**** Extracted information

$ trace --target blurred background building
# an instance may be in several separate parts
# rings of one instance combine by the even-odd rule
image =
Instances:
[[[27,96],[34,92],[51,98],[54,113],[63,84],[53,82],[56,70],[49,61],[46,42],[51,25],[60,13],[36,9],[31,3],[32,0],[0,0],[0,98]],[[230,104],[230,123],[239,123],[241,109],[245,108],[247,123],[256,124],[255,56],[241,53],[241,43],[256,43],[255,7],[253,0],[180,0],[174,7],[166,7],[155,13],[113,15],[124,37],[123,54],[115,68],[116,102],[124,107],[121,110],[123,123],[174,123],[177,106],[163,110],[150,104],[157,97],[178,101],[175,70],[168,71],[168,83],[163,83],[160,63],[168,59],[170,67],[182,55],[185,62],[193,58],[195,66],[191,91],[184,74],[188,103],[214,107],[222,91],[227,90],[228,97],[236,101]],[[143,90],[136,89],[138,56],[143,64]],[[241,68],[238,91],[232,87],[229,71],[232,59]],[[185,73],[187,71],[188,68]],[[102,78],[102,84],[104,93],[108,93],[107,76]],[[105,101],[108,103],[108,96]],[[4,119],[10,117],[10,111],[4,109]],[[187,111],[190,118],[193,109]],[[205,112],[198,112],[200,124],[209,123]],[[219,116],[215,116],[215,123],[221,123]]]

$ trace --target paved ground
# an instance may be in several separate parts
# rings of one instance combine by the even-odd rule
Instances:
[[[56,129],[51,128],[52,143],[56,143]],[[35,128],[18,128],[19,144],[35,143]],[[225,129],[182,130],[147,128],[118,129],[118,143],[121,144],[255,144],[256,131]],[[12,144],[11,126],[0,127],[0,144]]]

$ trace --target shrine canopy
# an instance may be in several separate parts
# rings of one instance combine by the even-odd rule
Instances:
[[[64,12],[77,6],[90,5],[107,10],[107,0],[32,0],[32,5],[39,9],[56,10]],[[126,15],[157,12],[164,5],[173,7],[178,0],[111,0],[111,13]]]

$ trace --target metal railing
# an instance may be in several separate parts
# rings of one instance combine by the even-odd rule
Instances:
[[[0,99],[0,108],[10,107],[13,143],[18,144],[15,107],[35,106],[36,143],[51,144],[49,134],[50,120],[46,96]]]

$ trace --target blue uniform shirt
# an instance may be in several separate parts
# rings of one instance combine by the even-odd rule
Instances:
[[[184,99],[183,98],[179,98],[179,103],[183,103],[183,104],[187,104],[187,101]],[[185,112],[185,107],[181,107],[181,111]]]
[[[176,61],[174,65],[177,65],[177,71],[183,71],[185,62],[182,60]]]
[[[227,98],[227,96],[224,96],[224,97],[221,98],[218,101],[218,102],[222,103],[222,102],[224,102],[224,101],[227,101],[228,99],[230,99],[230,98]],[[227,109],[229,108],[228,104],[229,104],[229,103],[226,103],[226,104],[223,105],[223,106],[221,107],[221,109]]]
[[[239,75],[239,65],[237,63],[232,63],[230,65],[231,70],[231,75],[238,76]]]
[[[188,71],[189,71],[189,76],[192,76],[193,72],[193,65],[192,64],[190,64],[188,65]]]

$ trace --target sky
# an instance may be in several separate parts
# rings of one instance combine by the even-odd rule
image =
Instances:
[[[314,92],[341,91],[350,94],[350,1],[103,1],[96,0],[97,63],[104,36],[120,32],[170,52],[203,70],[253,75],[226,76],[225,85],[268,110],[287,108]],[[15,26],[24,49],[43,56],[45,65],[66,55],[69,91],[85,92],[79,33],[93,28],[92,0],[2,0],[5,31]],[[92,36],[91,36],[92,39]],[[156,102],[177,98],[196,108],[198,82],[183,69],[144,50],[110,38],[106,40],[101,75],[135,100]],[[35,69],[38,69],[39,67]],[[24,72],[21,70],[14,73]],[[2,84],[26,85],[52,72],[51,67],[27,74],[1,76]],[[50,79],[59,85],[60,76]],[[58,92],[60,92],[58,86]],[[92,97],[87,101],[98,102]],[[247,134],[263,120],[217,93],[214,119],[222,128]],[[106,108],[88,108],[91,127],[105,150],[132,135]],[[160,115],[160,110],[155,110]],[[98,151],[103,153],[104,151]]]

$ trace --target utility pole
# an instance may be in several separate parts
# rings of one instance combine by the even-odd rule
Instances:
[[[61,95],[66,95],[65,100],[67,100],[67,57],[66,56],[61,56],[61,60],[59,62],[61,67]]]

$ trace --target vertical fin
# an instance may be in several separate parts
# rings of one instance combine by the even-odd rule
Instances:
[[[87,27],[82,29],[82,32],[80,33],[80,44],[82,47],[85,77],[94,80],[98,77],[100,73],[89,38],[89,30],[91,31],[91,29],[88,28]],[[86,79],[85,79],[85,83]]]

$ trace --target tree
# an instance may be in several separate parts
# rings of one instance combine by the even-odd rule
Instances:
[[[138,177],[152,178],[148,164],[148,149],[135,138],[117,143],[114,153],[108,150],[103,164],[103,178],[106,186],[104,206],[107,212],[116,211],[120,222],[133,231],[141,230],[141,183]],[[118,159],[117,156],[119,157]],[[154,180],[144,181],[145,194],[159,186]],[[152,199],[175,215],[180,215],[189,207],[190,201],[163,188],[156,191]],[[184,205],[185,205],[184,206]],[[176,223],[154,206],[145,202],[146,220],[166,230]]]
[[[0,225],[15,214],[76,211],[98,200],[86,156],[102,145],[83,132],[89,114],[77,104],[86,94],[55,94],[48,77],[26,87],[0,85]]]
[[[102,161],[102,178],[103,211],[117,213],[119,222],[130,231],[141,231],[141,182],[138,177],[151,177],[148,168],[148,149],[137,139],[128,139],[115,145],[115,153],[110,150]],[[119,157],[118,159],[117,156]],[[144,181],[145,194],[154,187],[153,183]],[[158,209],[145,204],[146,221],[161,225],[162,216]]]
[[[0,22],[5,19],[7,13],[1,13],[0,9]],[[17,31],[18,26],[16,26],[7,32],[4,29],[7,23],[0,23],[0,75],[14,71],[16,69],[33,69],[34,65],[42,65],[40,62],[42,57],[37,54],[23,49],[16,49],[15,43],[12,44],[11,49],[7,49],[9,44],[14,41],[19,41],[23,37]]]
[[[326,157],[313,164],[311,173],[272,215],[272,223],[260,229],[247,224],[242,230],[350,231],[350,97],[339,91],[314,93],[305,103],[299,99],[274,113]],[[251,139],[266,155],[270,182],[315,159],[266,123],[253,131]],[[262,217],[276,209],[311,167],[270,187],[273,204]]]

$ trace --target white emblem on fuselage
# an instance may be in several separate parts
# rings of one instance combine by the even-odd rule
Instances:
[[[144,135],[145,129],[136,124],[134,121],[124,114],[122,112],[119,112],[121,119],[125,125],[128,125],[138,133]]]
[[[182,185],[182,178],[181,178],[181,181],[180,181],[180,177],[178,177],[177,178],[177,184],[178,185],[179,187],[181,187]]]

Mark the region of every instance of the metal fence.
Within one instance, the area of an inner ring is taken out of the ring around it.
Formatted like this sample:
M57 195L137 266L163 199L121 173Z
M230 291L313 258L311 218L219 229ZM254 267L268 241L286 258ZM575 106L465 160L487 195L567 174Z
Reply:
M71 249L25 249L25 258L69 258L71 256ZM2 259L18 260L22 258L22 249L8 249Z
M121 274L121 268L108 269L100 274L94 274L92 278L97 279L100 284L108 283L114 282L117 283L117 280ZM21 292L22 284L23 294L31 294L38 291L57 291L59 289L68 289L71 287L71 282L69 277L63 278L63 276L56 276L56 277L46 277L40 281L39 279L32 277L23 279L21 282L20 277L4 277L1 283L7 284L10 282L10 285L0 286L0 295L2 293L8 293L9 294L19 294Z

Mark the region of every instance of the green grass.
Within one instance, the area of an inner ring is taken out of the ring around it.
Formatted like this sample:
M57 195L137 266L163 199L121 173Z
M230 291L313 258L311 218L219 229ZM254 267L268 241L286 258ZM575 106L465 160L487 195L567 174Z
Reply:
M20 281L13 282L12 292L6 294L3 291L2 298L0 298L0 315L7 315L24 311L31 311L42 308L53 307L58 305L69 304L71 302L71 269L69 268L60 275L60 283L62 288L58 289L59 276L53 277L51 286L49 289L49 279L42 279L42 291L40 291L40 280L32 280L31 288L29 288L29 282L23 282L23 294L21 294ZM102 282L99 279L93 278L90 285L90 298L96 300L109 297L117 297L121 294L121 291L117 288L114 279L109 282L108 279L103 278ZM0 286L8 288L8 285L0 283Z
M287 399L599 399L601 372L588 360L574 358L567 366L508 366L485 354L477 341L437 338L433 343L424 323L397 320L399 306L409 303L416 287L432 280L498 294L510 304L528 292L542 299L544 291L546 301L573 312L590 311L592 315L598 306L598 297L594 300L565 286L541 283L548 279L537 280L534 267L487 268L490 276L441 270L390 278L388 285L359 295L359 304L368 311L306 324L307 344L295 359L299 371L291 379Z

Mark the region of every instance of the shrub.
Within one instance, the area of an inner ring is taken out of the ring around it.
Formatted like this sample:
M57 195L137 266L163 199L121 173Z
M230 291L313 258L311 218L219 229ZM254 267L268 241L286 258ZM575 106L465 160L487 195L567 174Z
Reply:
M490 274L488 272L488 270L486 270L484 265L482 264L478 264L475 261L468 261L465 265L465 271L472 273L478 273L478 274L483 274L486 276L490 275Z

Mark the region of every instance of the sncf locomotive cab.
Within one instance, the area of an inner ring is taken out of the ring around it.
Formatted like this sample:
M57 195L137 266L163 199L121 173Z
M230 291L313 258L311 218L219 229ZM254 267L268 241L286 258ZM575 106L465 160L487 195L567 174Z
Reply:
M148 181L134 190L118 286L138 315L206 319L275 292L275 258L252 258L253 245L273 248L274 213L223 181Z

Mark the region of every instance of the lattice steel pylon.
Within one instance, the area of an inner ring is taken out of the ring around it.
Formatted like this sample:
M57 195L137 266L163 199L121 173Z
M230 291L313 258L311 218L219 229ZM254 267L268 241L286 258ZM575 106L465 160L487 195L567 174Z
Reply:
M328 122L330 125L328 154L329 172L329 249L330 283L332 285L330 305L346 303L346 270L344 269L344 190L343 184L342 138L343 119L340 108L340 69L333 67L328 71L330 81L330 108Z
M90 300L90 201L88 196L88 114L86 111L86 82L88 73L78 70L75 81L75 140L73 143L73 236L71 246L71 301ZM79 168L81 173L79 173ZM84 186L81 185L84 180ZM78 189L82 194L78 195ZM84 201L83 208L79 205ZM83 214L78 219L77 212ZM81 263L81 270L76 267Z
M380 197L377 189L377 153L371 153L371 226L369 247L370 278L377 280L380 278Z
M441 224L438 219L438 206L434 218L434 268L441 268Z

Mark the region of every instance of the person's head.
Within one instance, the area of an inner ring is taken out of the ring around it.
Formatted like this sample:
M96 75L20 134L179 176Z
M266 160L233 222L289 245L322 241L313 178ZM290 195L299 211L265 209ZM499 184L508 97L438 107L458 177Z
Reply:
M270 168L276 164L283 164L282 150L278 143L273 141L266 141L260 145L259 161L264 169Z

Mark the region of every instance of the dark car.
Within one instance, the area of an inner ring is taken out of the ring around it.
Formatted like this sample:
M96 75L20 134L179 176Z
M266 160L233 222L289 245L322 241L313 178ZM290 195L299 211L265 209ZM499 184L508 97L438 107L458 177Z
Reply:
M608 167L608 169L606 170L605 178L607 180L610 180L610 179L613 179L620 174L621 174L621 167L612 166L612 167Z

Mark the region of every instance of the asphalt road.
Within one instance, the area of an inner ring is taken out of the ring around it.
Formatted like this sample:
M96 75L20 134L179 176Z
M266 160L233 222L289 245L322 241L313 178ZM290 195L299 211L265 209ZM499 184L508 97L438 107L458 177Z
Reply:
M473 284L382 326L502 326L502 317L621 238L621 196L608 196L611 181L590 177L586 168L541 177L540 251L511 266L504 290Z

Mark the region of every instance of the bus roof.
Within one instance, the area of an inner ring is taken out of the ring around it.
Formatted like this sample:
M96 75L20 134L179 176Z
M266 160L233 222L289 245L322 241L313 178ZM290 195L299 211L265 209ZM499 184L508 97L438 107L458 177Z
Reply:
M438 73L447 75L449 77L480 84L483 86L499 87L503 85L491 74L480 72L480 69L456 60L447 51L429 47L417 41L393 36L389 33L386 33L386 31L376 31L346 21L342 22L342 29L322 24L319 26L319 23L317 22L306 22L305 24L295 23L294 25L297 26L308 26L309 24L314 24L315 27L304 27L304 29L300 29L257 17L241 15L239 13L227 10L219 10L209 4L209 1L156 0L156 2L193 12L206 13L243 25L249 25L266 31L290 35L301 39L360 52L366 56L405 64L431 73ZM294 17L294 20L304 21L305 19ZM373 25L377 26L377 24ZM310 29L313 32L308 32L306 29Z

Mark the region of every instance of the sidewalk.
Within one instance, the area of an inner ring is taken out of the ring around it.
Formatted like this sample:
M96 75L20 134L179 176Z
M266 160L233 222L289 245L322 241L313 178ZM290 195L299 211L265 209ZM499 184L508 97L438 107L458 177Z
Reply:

********

* [Task] Reproduce character for character every line from the one containing "Mark the region of every instance of the person's" down to the one containing "M473 284L382 326L502", including both of those lines.

* [Exercise output]
Mark the region of every instance of the person's head.
Within one instance, the area of an inner ring is taken out of the ring around it.
Formatted like this sample:
M96 75L20 134L179 176Z
M266 160L233 222L289 245L322 241L313 178ZM290 195L299 211L265 209ZM499 184L508 97L438 107L458 177Z
Reply:
M270 168L276 164L283 164L282 150L278 143L273 141L266 141L260 145L259 161L264 169Z

Mark the region of every instance of the dark car.
Within one instance, the area of an inner ring is taken out of the ring around it.
Formatted like this sample:
M96 75L20 134L179 176Z
M266 160L233 222L289 245L322 241L313 178ZM290 195L299 211L265 209ZM499 184L508 97L438 107L458 177Z
Reply:
M608 167L608 169L606 170L605 178L607 180L610 180L610 179L613 179L620 174L621 174L621 167L612 166L612 167Z

Mark the region of every instance of the asphalt road.
Within one instance, the area of an inner ring is taken out of the ring around it.
Formatted like this sample:
M96 75L20 134L179 176Z
M266 160L233 222L289 245L322 241L313 178ZM290 195L299 211L265 209ZM499 184L508 97L438 107L458 177Z
Reply:
M473 284L382 326L502 326L502 317L621 238L621 196L608 196L611 181L590 177L586 168L541 177L540 251L511 266L504 290Z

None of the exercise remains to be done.